Material shown
⁂
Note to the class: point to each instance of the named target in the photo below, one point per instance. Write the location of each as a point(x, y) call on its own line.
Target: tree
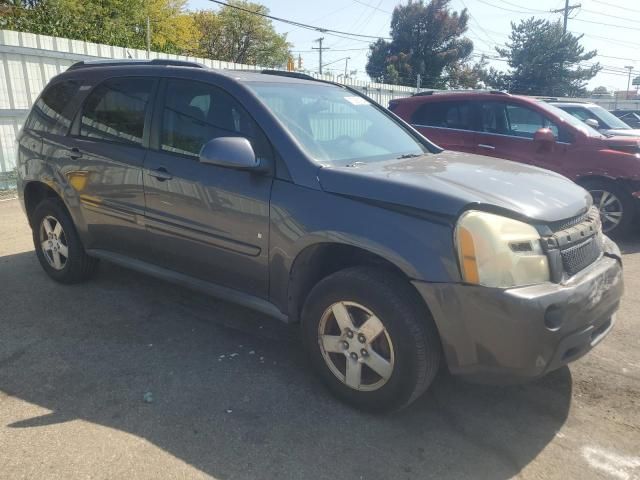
point(237, 35)
point(546, 61)
point(426, 39)
point(476, 75)
point(114, 22)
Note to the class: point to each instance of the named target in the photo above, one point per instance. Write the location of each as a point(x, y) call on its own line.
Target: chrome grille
point(580, 256)
point(578, 240)
point(569, 222)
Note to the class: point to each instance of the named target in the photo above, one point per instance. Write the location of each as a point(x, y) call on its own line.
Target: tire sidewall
point(626, 201)
point(400, 386)
point(55, 209)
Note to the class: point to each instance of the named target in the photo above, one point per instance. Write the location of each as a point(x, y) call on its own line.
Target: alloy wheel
point(610, 207)
point(53, 242)
point(356, 346)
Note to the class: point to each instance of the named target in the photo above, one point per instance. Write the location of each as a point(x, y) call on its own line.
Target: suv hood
point(627, 132)
point(447, 182)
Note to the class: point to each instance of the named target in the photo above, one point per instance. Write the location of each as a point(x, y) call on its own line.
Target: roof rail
point(120, 63)
point(285, 73)
point(440, 92)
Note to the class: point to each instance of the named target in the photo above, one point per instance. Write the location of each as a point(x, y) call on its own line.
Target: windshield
point(335, 126)
point(607, 118)
point(570, 119)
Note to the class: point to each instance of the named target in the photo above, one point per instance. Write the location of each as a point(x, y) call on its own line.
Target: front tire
point(615, 205)
point(370, 339)
point(58, 245)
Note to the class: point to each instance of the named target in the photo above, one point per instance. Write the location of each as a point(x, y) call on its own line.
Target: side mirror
point(544, 136)
point(229, 152)
point(593, 123)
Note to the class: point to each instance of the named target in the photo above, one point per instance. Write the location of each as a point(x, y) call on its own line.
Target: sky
point(609, 26)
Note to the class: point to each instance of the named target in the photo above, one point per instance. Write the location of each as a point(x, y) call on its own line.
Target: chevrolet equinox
point(307, 201)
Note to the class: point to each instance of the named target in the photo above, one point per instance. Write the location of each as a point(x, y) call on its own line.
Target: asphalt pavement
point(130, 377)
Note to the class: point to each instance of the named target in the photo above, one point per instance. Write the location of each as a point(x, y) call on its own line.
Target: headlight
point(497, 251)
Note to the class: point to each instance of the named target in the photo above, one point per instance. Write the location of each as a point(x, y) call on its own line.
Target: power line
point(595, 12)
point(607, 24)
point(298, 24)
point(616, 6)
point(371, 6)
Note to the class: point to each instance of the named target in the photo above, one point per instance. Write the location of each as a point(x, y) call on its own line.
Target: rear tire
point(58, 246)
point(617, 207)
point(389, 354)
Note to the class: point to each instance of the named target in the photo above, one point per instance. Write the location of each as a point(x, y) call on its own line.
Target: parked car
point(598, 118)
point(630, 117)
point(305, 200)
point(532, 131)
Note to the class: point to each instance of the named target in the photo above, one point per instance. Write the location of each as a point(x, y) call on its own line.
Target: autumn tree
point(113, 22)
point(544, 60)
point(239, 33)
point(426, 39)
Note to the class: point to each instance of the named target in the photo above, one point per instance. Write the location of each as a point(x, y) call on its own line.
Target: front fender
point(303, 217)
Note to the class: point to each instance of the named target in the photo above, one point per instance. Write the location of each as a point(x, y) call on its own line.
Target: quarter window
point(195, 112)
point(445, 115)
point(50, 113)
point(115, 110)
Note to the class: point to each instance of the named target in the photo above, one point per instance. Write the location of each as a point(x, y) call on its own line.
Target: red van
point(531, 131)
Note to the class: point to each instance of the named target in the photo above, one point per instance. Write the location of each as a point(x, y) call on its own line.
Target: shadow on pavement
point(93, 351)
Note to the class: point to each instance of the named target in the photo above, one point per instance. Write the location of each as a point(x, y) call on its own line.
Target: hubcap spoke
point(354, 373)
point(47, 226)
point(372, 328)
point(57, 261)
point(343, 317)
point(378, 364)
point(332, 343)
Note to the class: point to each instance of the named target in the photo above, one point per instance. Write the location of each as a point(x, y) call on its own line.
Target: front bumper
point(510, 335)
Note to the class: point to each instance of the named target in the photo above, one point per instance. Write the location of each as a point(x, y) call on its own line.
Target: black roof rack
point(119, 63)
point(285, 73)
point(438, 92)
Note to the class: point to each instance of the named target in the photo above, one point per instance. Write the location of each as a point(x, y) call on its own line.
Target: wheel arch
point(319, 260)
point(34, 192)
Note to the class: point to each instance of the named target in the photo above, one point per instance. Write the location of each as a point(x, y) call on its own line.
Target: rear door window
point(51, 112)
point(115, 110)
point(516, 121)
point(455, 115)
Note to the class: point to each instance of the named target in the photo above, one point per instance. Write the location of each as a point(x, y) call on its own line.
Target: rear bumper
point(510, 335)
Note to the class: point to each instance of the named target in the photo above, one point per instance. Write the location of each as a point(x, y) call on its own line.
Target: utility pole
point(320, 48)
point(148, 37)
point(630, 68)
point(567, 8)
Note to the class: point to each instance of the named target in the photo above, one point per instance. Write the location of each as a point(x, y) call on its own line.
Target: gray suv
point(307, 201)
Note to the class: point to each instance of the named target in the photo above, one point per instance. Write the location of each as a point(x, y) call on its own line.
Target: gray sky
point(610, 26)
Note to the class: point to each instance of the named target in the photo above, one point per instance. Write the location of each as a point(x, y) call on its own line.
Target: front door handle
point(161, 174)
point(75, 153)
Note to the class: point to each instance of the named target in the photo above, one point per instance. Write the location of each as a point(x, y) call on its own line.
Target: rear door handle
point(75, 153)
point(161, 174)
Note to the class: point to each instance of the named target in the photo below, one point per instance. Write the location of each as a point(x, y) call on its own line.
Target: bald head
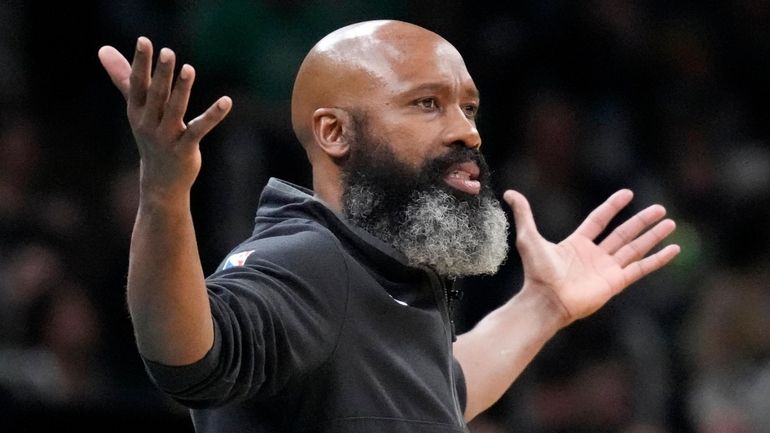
point(344, 68)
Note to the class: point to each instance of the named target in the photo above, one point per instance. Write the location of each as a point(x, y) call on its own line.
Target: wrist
point(545, 305)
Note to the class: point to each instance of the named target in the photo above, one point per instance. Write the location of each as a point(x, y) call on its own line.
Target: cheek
point(412, 145)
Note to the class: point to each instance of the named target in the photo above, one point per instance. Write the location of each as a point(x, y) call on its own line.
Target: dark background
point(579, 99)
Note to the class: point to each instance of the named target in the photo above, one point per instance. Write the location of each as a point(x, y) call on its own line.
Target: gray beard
point(453, 237)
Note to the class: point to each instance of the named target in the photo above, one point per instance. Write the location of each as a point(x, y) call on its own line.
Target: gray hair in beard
point(414, 211)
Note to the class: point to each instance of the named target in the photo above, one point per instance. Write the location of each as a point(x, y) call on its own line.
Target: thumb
point(526, 230)
point(117, 68)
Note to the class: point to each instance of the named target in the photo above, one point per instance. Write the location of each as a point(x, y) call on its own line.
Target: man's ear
point(331, 129)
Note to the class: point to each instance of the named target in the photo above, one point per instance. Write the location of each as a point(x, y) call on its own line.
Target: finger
point(180, 96)
point(140, 73)
point(201, 125)
point(600, 217)
point(160, 86)
point(639, 269)
point(526, 230)
point(640, 246)
point(630, 229)
point(117, 68)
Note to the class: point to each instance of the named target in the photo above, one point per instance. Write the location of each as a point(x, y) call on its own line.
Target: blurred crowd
point(671, 99)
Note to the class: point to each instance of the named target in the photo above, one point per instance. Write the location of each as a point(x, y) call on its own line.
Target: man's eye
point(471, 110)
point(427, 103)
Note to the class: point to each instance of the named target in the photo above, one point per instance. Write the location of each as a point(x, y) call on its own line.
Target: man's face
point(422, 101)
point(455, 231)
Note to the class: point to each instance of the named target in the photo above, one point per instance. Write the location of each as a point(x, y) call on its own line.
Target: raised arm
point(562, 283)
point(167, 296)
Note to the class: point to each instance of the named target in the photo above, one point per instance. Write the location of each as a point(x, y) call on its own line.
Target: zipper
point(450, 294)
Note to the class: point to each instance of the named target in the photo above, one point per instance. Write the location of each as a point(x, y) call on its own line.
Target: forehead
point(404, 63)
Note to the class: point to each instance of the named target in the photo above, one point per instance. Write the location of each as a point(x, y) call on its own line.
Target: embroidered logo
point(237, 259)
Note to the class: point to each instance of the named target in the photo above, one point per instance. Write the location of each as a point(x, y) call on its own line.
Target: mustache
point(437, 167)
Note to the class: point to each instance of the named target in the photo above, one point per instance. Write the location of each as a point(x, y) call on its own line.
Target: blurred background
point(670, 98)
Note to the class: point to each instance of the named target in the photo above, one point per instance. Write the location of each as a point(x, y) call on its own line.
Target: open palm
point(580, 274)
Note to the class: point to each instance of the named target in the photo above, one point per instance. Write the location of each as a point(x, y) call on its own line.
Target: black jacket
point(320, 327)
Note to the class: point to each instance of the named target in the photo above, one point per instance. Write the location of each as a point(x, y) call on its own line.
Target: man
point(335, 314)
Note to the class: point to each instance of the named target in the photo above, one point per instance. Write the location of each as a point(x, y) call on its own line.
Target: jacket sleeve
point(278, 306)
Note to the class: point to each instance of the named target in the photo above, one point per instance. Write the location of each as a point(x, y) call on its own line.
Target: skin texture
point(419, 98)
point(412, 85)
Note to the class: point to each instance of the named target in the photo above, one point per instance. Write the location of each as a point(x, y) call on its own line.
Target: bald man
point(335, 316)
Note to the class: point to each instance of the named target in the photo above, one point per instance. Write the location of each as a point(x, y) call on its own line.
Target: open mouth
point(464, 177)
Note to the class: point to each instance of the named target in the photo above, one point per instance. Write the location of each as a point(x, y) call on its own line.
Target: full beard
point(454, 233)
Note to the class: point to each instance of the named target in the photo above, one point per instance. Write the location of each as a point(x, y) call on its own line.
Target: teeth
point(460, 174)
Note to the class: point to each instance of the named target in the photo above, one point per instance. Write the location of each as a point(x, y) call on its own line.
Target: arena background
point(670, 98)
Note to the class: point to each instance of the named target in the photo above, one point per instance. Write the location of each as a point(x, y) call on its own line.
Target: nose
point(461, 129)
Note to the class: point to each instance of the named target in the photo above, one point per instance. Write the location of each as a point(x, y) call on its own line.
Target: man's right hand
point(166, 289)
point(168, 147)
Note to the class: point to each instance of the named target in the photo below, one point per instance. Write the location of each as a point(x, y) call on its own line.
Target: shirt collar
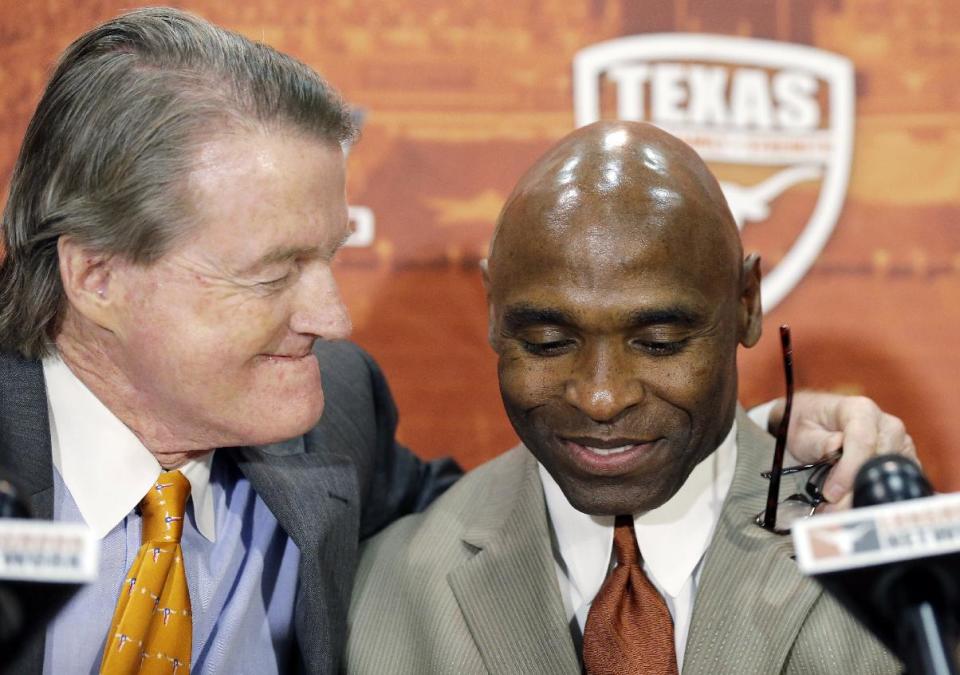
⁂
Exercise task
Rewrite the data above, from the start through the line containing "point(569, 222)", as a two-column CSV with the header columns input and output, one row per text-and-answer pair. Put each text and its answer in a single quoted field with line breaks replaced by spaces, and omit the pictures.

Task result
input,output
"Note to the class: point to each instance of the named target in the photo below, one point per instance. Write the location of each as a point(x, y) call on its own line. Target: tree","point(237, 35) point(546, 61) point(426, 39) point(476, 75) point(114, 22)"
"Note to the class: point to each instance of the named target in the photo above, one point per instance. Write the location of each as a point(x, y) call on its own line. Target: chrome grille","point(580, 256) point(578, 240) point(569, 222)"